### WHAT THE TASK ASKS
Copy the material word for word, starting at the line with "target | woman with glasses" and continuing through its final line, both included.

=-=-=

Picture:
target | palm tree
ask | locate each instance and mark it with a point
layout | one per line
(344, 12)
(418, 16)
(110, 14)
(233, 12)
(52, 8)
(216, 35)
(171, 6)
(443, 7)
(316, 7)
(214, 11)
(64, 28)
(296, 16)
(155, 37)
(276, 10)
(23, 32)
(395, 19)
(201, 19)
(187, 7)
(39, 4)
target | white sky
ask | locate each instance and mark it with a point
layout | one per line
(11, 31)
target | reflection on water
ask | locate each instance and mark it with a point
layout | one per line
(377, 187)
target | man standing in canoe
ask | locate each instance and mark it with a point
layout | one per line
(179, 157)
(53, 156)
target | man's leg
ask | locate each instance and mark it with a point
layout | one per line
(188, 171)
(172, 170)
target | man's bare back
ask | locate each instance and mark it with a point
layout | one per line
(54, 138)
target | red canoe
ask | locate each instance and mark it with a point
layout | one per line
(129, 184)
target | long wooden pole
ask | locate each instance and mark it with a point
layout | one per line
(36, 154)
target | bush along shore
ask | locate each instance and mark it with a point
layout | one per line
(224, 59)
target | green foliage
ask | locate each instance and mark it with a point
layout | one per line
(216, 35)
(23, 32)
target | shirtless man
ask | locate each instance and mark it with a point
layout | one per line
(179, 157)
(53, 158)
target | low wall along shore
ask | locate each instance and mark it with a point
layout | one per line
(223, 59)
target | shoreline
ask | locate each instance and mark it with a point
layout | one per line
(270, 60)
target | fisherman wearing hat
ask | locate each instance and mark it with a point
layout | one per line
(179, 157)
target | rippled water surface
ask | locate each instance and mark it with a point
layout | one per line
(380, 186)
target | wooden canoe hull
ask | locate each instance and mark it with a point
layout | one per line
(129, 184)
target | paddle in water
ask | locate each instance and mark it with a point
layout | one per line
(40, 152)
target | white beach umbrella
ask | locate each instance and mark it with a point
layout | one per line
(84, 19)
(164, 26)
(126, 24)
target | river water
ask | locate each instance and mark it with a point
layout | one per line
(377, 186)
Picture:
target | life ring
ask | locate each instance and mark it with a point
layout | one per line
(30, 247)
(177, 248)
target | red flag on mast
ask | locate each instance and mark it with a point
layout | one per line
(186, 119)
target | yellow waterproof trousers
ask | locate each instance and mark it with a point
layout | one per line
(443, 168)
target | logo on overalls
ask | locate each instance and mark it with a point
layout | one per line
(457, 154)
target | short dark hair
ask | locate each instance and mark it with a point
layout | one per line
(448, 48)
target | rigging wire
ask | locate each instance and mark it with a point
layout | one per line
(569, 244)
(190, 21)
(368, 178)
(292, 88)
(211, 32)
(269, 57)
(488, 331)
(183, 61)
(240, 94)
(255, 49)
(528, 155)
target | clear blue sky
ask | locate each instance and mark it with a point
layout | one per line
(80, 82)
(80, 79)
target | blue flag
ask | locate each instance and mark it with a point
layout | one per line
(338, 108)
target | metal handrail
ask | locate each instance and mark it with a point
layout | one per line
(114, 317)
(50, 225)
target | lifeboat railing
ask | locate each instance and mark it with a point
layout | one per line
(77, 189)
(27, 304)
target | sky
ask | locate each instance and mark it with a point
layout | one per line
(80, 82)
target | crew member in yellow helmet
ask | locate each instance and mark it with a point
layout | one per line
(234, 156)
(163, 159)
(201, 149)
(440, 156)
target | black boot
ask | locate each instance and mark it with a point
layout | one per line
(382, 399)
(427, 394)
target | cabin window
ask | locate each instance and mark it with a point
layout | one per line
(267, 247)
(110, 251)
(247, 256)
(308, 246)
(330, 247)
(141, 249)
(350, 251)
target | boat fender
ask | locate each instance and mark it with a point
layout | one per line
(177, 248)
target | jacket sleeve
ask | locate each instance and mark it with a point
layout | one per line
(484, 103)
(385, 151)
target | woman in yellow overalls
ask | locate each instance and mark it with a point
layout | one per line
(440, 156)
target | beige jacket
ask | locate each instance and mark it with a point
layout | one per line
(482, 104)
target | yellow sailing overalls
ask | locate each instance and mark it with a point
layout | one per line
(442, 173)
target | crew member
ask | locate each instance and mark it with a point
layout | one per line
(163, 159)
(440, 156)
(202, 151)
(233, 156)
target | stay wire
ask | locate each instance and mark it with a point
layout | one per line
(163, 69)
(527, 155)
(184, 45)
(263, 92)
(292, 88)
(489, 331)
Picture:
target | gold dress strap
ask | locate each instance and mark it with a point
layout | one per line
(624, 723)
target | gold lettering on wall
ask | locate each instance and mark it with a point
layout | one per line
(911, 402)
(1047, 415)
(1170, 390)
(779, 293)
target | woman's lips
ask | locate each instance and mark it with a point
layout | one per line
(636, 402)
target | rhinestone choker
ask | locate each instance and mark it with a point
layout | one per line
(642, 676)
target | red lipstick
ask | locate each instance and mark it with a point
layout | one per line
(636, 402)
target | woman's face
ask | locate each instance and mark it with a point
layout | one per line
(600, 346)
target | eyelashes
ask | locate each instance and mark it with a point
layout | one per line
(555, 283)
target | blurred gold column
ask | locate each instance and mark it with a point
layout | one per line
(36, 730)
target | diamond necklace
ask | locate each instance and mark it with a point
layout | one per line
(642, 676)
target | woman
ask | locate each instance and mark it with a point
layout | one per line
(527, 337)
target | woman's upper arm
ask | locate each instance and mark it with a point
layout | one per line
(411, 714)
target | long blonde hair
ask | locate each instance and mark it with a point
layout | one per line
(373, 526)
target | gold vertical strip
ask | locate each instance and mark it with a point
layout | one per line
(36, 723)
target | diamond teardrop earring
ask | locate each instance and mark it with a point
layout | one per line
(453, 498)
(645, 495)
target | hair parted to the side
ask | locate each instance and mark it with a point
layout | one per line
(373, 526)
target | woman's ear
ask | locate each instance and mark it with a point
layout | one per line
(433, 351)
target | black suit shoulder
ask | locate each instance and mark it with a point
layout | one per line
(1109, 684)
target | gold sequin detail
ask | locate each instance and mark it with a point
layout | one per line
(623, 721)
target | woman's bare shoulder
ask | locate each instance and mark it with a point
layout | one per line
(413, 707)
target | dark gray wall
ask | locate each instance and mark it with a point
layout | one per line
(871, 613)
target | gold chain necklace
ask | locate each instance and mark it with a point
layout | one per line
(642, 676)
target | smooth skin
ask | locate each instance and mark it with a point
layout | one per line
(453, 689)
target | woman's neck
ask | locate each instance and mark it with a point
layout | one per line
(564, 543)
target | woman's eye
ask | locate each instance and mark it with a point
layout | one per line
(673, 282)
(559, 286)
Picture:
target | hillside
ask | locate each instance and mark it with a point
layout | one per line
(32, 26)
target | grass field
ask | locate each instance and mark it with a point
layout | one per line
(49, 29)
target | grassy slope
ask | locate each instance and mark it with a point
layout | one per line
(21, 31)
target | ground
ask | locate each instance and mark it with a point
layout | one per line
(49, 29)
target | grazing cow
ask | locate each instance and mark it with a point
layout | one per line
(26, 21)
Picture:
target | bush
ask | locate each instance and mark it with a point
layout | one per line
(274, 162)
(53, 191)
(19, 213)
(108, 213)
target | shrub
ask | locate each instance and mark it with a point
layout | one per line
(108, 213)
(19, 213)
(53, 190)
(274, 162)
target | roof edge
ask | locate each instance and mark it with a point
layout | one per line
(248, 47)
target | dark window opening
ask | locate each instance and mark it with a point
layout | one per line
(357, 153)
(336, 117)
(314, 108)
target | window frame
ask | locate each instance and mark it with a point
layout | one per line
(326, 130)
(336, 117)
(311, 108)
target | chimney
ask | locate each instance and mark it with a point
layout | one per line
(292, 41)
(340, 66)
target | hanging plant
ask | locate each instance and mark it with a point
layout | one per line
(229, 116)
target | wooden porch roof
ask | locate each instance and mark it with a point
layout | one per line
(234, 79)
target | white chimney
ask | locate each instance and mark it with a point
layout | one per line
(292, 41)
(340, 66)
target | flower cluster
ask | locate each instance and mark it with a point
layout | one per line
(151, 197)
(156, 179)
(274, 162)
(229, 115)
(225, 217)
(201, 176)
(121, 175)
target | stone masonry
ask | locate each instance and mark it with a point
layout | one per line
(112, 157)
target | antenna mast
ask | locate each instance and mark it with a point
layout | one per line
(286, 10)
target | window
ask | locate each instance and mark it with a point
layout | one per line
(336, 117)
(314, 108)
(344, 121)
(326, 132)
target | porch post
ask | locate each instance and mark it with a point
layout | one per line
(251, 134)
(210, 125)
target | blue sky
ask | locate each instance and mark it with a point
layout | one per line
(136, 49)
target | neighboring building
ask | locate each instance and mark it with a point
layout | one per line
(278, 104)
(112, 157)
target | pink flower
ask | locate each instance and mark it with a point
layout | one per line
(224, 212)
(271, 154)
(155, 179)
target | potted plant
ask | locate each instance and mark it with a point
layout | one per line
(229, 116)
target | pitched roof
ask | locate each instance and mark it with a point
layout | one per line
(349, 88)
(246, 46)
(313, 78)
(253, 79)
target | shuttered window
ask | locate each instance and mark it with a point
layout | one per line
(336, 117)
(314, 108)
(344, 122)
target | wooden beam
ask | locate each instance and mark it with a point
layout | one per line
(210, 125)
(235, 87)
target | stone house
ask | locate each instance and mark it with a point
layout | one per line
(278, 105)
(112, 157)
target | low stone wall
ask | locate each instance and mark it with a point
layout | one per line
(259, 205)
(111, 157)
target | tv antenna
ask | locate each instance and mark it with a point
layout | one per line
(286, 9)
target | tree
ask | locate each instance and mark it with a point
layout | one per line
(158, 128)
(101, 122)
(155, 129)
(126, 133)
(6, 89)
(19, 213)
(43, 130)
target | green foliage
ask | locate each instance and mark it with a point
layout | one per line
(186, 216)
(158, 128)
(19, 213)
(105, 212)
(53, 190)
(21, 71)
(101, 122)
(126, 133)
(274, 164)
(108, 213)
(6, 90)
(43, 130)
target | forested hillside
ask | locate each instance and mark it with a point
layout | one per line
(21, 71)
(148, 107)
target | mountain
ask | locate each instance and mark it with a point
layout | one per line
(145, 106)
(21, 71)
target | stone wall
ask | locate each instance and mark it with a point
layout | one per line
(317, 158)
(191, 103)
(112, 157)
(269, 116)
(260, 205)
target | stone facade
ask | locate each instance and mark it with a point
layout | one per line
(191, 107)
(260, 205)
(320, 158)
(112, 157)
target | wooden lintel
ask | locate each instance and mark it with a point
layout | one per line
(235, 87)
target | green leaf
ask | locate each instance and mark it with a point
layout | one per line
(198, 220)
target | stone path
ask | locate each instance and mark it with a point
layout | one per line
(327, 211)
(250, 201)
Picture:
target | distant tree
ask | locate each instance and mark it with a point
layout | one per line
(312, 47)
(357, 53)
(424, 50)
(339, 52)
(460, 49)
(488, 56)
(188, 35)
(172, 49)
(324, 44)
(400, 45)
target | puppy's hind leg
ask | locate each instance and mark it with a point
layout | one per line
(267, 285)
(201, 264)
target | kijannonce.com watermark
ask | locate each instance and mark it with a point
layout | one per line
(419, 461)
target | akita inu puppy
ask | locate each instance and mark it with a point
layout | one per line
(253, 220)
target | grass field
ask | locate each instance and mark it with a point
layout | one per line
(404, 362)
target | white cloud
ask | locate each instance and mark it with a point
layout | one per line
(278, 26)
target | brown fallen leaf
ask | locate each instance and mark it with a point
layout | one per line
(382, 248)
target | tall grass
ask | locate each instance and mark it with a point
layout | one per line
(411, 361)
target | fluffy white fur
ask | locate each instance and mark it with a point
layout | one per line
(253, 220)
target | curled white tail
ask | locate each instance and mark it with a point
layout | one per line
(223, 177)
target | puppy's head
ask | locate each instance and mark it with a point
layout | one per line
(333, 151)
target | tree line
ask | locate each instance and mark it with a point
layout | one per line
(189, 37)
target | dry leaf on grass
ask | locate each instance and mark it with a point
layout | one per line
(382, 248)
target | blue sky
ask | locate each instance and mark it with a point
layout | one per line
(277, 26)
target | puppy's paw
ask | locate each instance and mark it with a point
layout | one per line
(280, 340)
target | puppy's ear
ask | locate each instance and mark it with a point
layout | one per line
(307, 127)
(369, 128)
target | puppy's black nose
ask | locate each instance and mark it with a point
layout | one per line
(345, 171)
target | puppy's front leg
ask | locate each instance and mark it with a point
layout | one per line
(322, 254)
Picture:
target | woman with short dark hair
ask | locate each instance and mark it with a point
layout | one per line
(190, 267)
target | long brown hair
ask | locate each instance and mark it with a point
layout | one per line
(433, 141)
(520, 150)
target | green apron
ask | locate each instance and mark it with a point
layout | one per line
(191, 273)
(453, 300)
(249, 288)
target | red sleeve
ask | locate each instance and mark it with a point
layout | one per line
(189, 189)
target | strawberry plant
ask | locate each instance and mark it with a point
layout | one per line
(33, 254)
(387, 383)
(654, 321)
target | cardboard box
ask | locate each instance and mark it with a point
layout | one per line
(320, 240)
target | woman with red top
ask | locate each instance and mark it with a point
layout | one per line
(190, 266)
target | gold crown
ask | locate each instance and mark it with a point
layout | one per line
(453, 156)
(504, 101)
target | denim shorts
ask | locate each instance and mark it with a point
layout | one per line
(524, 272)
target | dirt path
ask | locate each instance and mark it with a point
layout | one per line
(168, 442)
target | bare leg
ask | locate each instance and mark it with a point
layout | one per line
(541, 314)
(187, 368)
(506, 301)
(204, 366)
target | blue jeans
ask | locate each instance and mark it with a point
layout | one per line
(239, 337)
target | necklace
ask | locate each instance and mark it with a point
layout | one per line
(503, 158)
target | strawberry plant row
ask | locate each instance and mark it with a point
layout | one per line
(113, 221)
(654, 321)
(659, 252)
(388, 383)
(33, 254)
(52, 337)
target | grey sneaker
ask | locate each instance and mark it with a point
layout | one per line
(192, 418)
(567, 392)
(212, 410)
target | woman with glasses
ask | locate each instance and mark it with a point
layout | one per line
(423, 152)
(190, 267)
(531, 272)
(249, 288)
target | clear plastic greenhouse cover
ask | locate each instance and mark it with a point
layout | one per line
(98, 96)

=-=-=

### WORKED ANSWER
target | woman with glasses
ask | locate each instance and mark it with a point
layout | one per line
(423, 152)
(190, 267)
(531, 272)
(249, 288)
target | clear plastic greenhouse cover
ask | locate each instance and mark it with a point
layout | one per line
(98, 96)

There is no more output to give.